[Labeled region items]
● ● ● ●

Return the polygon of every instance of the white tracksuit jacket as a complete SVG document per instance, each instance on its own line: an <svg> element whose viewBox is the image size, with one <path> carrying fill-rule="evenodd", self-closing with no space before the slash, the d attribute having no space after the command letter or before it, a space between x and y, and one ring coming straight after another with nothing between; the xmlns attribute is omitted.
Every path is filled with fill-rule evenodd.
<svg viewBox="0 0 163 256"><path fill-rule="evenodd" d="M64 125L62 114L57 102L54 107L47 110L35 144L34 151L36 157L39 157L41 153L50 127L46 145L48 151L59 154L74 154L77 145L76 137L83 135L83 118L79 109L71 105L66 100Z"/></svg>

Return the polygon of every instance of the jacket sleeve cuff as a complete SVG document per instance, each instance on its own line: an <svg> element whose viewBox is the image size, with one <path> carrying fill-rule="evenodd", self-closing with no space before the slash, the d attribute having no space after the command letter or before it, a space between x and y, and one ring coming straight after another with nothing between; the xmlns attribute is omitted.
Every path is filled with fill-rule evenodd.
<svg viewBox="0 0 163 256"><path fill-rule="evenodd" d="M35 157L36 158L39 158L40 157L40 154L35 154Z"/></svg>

● ● ● ●

Write out all of the items above again, swapping "polygon" for "outline" everywhere it occurs. Leave everything else unchanged.

→ **EXERCISE RESULT**
Return the outline of every instance of the white tracksuit jacket as a complete SVG document per instance, each instance on its own line: an <svg> element whose viewBox is the image size, with one <path> carrying fill-rule="evenodd", self-closing with no space before the slash, the d attribute having no space after the command letter or before it, a space between x and y, and one ring coming straight after another with nothing between; the xmlns attribute is omitted.
Every path is filled with fill-rule evenodd.
<svg viewBox="0 0 163 256"><path fill-rule="evenodd" d="M64 125L62 114L57 102L54 107L47 110L35 144L34 151L36 157L39 157L41 153L50 127L46 145L48 151L59 154L74 154L77 145L76 137L83 135L83 118L79 109L71 105L66 100Z"/></svg>

Return the outline of every instance of the jacket sleeve cuff as a complete SVG document per instance, each instance on its own line: an <svg> element whose viewBox is the image size, with one <path> carrying fill-rule="evenodd", self-closing with no space before the slash, the d attribute having no space after the command letter or before it, a space between x and y, and one ring coming straight after another with nothing between; the xmlns attribute is omitted.
Every path is filled with fill-rule evenodd.
<svg viewBox="0 0 163 256"><path fill-rule="evenodd" d="M35 157L36 158L39 158L40 157L40 154L35 154Z"/></svg>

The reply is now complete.